Stored items
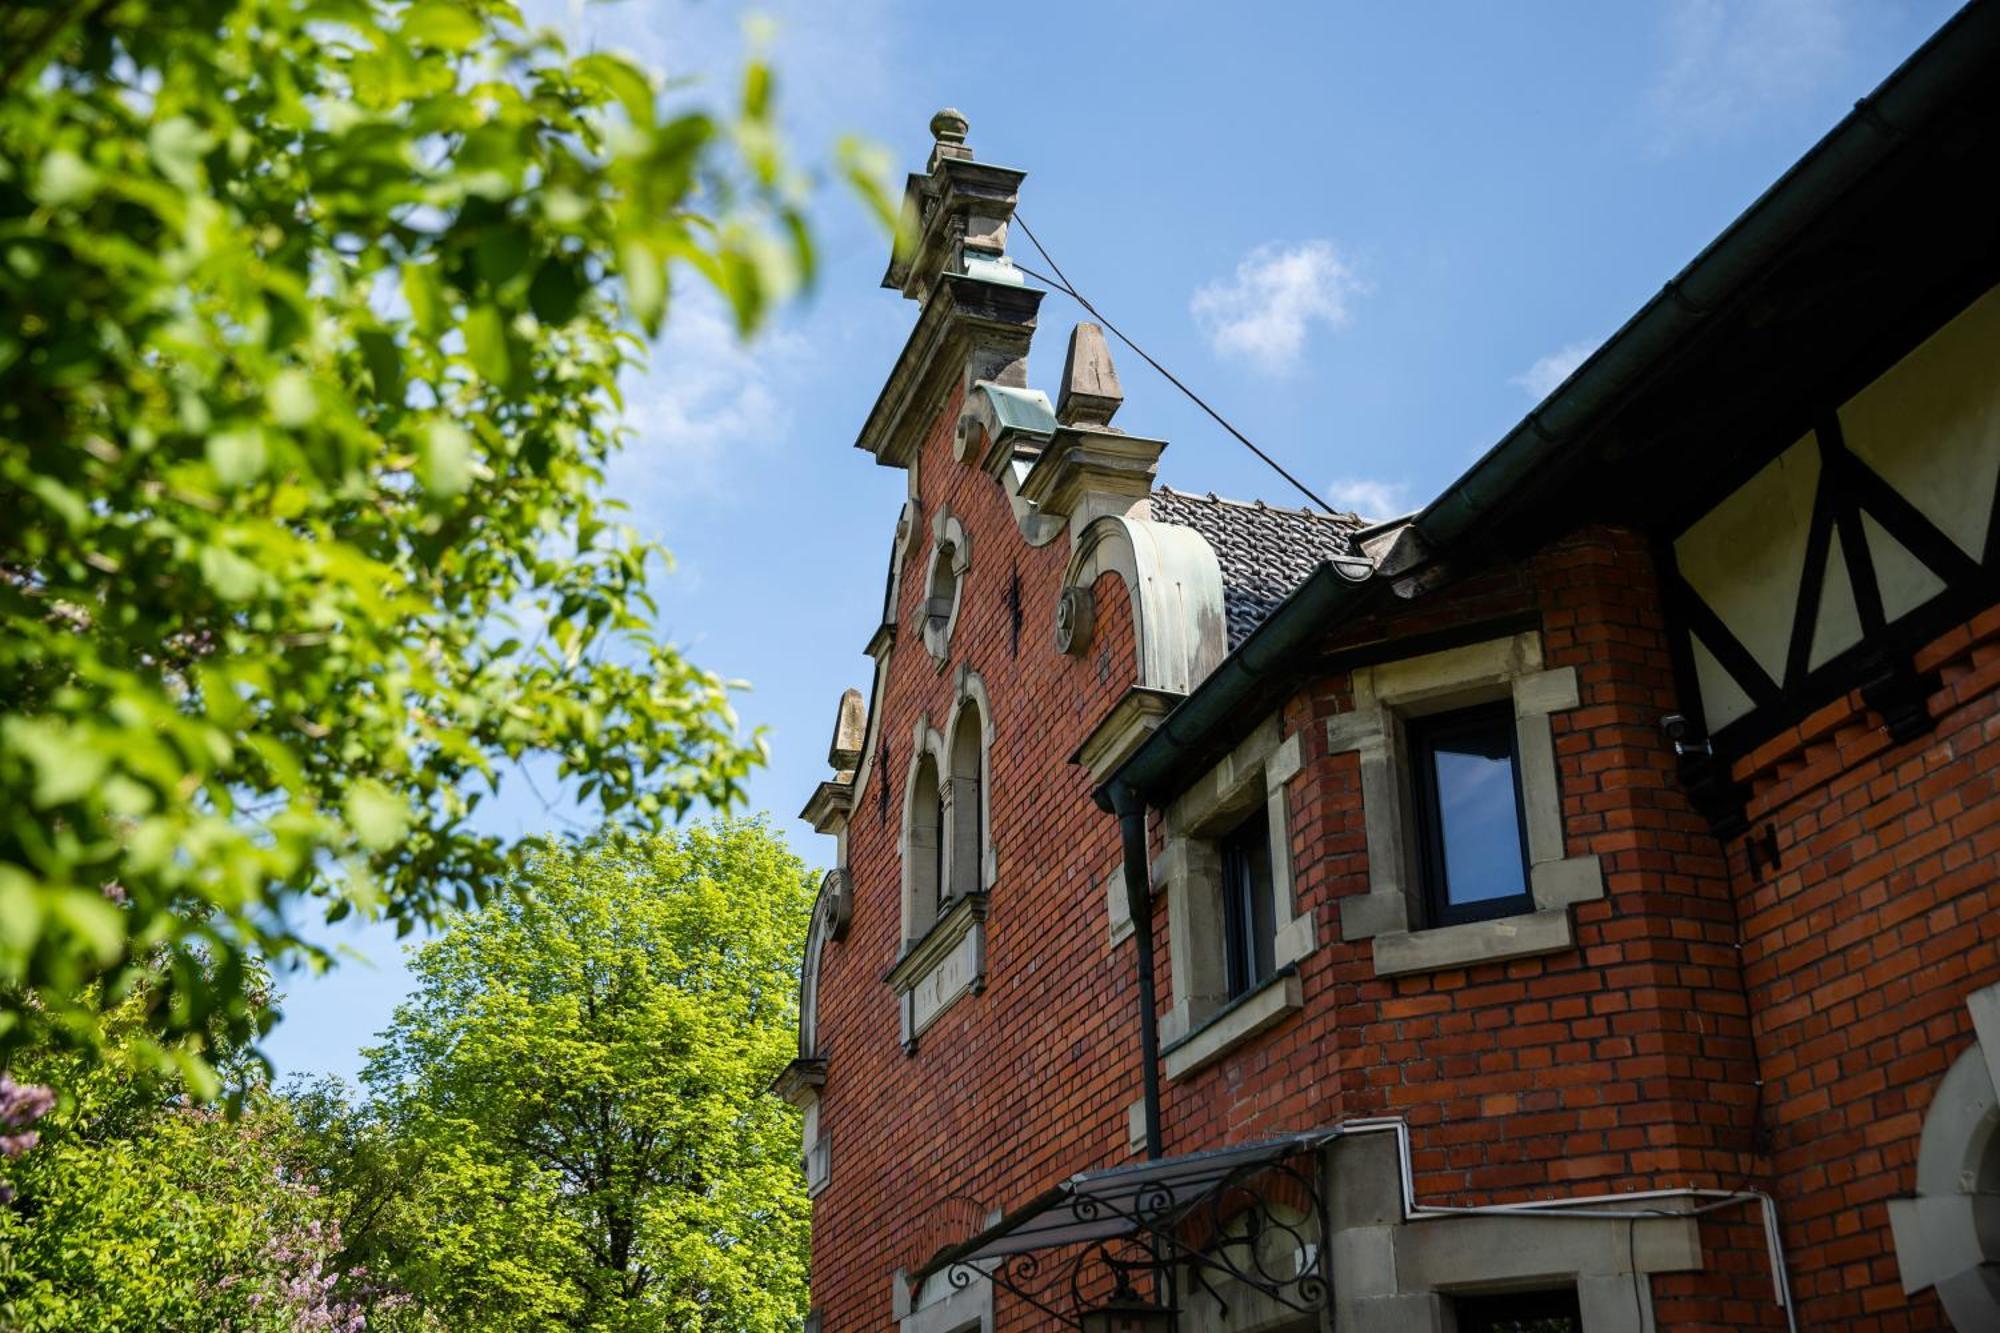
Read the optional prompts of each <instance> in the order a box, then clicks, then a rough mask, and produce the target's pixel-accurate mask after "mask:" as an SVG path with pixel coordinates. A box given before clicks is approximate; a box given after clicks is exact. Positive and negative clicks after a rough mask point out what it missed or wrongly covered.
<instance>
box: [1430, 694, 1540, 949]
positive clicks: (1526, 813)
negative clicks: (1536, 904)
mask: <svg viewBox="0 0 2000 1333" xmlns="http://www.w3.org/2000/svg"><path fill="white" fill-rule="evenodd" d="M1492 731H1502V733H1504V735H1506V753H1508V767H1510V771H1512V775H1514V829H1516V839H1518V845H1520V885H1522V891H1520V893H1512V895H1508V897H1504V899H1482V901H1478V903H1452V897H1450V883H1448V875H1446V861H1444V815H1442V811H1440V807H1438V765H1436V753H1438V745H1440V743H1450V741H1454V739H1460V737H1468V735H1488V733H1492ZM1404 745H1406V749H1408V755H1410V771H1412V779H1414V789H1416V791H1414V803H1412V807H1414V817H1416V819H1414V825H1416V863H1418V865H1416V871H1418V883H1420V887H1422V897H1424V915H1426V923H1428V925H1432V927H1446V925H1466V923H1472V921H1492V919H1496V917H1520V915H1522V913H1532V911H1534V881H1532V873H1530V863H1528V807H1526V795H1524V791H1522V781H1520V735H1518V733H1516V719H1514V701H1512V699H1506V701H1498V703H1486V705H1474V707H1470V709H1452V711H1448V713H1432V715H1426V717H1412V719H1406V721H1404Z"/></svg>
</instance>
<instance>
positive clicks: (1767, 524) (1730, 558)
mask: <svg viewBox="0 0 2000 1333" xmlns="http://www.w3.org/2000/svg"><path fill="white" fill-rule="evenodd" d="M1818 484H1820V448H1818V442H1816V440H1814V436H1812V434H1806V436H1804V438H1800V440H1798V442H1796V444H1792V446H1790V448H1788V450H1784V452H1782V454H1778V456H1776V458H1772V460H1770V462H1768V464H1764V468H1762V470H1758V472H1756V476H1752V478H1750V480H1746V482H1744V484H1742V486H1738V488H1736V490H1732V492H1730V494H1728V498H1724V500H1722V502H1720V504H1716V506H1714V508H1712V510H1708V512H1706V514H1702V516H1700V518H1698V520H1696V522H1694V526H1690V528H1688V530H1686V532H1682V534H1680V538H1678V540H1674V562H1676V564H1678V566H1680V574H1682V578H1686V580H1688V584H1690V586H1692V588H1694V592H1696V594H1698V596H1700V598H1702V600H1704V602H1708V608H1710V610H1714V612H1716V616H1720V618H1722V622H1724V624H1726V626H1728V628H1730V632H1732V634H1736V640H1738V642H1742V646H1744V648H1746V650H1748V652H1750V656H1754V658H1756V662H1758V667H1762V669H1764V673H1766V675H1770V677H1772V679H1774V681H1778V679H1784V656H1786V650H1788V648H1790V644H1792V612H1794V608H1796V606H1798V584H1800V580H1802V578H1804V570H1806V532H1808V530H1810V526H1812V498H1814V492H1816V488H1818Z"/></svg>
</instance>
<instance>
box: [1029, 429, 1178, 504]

How to complete this task: The full text of the data above, exact and without pictures, is what to return.

Answer for this exercise:
Read the optional prompts of each <instance> in the order a box, then clicks, then a rough mask, and produce the target's pixel-accurate mask after "mask:" as an SVG path with pixel coordinates. A box given before clicks is approximate; a box given after clicks is exact. Positive and negative clicks after a rough mask point out what it missed or wrongly covered.
<instance>
box: [1430, 694, 1540, 949]
positive clicks: (1526, 813)
negative clicks: (1536, 904)
mask: <svg viewBox="0 0 2000 1333" xmlns="http://www.w3.org/2000/svg"><path fill="white" fill-rule="evenodd" d="M1492 731H1502V733H1504V735H1506V753H1508V767H1510V771H1512V775H1514V829H1516V839H1518V845H1520V885H1522V891H1520V893H1512V895H1508V897H1504V899H1482V901H1478V903H1452V897H1450V883H1448V875H1446V861H1444V815H1442V811H1440V807H1438V765H1436V753H1438V745H1440V743H1450V741H1454V739H1460V737H1468V735H1488V733H1492ZM1404 745H1406V749H1408V755H1410V771H1412V779H1414V789H1416V791H1414V803H1412V807H1414V817H1416V819H1414V825H1416V863H1418V865H1416V871H1418V883H1420V887H1422V897H1424V915H1426V923H1428V925H1432V927H1446V925H1466V923H1472V921H1492V919H1496V917H1520V915H1522V913H1532V911H1534V881H1532V873H1530V863H1528V807H1526V795H1524V791H1522V781H1520V735H1518V733H1516V719H1514V701H1512V699H1506V701H1498V703H1486V705H1474V707H1470V709H1452V711H1448V713H1432V715H1426V717H1412V719H1406V721H1404Z"/></svg>
</instance>
<instance>
positive clicks: (1767, 524) (1730, 558)
mask: <svg viewBox="0 0 2000 1333" xmlns="http://www.w3.org/2000/svg"><path fill="white" fill-rule="evenodd" d="M1818 484H1820V448H1818V442H1816V440H1814V436H1812V434H1806V436H1804V438H1800V440H1798V442H1796V444H1792V446H1790V448H1788V450H1784V452H1782V454H1778V456H1776V458H1772V460H1770V462H1768V464H1764V468H1762V470H1758V472H1756V476H1752V478H1750V480H1746V482H1744V484H1742V486H1738V488H1736V490H1732V492H1730V494H1728V498H1724V500H1722V502H1720V504H1716V506H1714V508H1712V510H1708V512H1706V514H1702V516H1700V518H1698V520H1696V522H1694V526H1690V528H1688V530H1686V532H1682V534H1680V538H1678V540H1674V562H1676V564H1678V566H1680V574H1682V578H1686V580H1688V584H1690V586H1692V588H1694V592H1696V594H1698V596H1700V598H1702V600H1704V602H1708V608H1710V610H1714V612H1716V616H1720V618H1722V622H1724V624H1726V626H1728V628H1730V632H1732V634H1736V640H1738V642H1742V646H1744V648H1746V650H1748V652H1750V656H1754V658H1756V662H1758V667H1762V669H1764V673H1766V675H1770V677H1772V679H1774V681H1778V679H1784V656H1786V650H1788V648H1790V644H1792V612H1794V608H1796V606H1798V584H1800V580H1802V578H1804V570H1806V532H1808V530H1810V526H1812V498H1814V492H1816V488H1818Z"/></svg>
</instance>
<instance>
box: [1029, 429, 1178, 504]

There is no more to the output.